§ **Task**
List every line of the items below that contains the string "shotgun", copying each such line in full.

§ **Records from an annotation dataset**
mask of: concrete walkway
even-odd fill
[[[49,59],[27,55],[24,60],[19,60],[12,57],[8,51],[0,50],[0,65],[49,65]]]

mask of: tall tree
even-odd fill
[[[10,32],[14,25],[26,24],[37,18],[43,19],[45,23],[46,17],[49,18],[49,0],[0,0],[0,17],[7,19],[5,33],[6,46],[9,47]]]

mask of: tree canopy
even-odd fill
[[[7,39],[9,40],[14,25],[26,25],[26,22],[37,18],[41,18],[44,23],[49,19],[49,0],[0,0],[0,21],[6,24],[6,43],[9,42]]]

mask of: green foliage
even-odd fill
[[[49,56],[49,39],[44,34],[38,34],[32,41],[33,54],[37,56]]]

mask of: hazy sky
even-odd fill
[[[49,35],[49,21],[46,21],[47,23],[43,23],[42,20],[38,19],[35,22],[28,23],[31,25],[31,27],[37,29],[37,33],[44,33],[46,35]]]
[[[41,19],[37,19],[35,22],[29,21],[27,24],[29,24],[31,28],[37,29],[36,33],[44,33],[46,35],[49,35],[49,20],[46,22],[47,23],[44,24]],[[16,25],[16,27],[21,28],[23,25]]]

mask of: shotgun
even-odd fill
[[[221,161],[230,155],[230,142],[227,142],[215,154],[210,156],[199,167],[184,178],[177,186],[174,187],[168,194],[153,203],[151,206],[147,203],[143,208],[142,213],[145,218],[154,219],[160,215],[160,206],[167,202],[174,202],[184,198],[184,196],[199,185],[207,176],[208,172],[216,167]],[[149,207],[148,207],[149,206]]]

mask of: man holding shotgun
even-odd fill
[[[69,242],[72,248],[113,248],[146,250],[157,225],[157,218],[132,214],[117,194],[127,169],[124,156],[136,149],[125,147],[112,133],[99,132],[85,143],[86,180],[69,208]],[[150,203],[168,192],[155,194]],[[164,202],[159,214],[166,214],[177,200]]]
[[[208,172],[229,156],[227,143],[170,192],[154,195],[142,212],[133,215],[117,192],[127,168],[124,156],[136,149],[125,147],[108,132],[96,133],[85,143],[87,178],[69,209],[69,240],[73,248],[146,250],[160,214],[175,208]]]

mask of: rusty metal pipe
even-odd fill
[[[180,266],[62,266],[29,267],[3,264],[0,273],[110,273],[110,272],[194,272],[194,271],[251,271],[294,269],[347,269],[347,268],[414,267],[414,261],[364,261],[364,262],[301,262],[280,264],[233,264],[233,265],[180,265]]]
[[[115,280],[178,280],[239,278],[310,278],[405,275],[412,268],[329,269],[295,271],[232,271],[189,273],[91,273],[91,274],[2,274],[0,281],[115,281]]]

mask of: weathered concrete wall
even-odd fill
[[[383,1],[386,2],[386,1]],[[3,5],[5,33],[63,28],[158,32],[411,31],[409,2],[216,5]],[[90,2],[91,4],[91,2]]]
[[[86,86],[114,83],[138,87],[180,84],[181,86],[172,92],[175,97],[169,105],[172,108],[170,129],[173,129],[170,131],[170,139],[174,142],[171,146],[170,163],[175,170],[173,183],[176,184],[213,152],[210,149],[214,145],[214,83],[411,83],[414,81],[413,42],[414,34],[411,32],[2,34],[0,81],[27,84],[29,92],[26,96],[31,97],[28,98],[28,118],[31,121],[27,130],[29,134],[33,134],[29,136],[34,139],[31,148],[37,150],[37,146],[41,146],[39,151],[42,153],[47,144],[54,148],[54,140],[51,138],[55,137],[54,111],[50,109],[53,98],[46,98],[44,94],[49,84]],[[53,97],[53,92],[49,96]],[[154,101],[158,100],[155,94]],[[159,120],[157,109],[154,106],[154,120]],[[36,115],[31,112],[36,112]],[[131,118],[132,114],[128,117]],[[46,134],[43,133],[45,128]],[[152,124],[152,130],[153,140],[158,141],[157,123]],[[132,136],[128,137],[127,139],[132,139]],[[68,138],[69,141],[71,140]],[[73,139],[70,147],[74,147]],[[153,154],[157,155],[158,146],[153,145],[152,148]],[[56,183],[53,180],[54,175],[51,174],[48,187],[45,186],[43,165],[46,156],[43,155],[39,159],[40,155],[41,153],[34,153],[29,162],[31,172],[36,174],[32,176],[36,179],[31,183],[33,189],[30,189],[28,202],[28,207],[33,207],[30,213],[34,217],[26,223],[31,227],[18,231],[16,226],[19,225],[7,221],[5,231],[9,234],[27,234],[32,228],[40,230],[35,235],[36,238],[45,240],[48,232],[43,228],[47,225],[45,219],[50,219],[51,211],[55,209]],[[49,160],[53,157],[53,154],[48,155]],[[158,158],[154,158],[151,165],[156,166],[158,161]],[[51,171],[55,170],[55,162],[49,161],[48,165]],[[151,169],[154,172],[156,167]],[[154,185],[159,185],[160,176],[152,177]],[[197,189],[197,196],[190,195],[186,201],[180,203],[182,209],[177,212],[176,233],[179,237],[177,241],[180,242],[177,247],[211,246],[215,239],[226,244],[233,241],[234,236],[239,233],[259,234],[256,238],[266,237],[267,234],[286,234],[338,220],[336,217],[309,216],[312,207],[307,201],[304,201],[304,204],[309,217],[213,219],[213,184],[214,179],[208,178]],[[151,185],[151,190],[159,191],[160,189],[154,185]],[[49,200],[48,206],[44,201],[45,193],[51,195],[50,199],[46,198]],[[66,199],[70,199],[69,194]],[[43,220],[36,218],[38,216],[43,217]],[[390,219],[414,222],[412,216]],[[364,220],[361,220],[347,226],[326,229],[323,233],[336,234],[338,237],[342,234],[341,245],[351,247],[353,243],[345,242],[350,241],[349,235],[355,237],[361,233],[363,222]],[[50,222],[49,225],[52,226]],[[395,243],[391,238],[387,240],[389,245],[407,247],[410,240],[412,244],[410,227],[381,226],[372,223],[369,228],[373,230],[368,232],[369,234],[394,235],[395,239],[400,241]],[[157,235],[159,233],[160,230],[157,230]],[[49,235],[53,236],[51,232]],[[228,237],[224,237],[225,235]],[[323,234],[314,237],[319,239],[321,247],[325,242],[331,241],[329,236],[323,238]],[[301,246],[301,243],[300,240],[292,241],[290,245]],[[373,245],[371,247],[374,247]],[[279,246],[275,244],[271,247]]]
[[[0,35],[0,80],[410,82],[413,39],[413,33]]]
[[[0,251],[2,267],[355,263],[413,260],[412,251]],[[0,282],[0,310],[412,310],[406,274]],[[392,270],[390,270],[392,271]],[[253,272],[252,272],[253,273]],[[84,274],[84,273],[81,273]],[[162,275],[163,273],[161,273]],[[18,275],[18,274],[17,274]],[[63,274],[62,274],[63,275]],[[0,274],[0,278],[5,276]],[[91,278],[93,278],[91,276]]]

§ **In response**
mask of: shotgun
mask of: man holding shotgun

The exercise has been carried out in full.